TREŚĆ POLECENIA —
Pomnóż każdą współrzędną punktów obrysów przez 0,95 i zaokrąglij wynik do liczby całkowitej, przy czym połówki zaokrągla się w górę. Następnie przepisz ponownie cały materiał wiersz po wierszu z tak zmienionymi wartościami, pomijając zdjęcia.

[Dane segmentacji regionów]
>>>>
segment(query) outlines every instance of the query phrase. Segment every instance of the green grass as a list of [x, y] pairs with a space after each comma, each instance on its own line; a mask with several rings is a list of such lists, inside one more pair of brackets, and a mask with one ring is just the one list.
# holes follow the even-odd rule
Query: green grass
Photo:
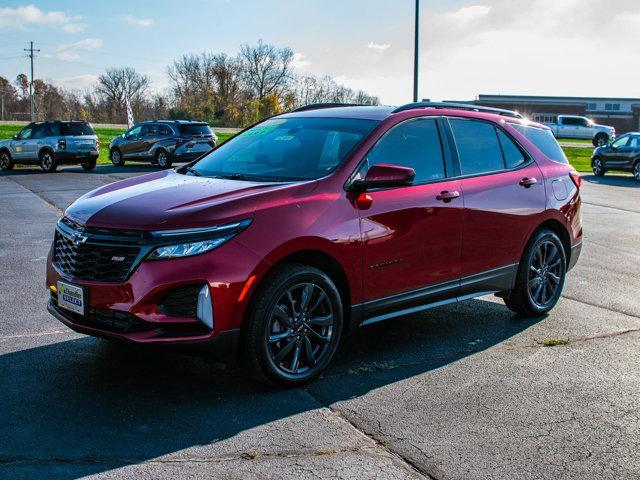
[[[22, 125], [0, 125], [0, 140], [13, 137], [22, 129]], [[98, 157], [98, 164], [110, 164], [109, 161], [109, 144], [118, 135], [122, 135], [125, 132], [124, 128], [96, 128], [96, 135], [100, 140], [100, 156]], [[233, 137], [233, 133], [217, 133], [218, 144], [227, 141]]]

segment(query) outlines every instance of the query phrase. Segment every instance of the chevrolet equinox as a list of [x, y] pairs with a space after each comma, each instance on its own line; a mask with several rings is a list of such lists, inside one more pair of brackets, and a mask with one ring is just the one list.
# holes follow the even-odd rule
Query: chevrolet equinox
<<<<
ROZWIĄZANIE ZADANIA —
segment(query) outlines every instance of the query phrase. Segment every instance of the green grass as a list of [x, y] pairs with a space after each comma, each instance on its own line; a mask with several rings is a list of such lists, inside one more pair of brackets, and a mask with one ring is just the one list.
# holes follow the even-odd rule
Query: green grass
Photo:
[[[21, 119], [0, 119], [0, 133], [12, 130], [21, 123]], [[93, 149], [93, 156], [105, 156], [104, 153], [104, 137], [112, 128], [116, 128], [119, 125], [118, 122], [91, 122], [91, 128], [95, 133], [95, 148]], [[221, 130], [221, 126], [206, 126], [207, 137], [216, 134]]]

segment(query) outlines every instance of the query phrase. Segment every instance of the chevrolet equinox as a list of [x, y] pairs with a space after each comma, each instance on its own line; a mask with several rings is a list of such lists, inside one more pair of brackets, and a mask with one ring is just the one list.
# holes follow the even-odd rule
Query: chevrolet equinox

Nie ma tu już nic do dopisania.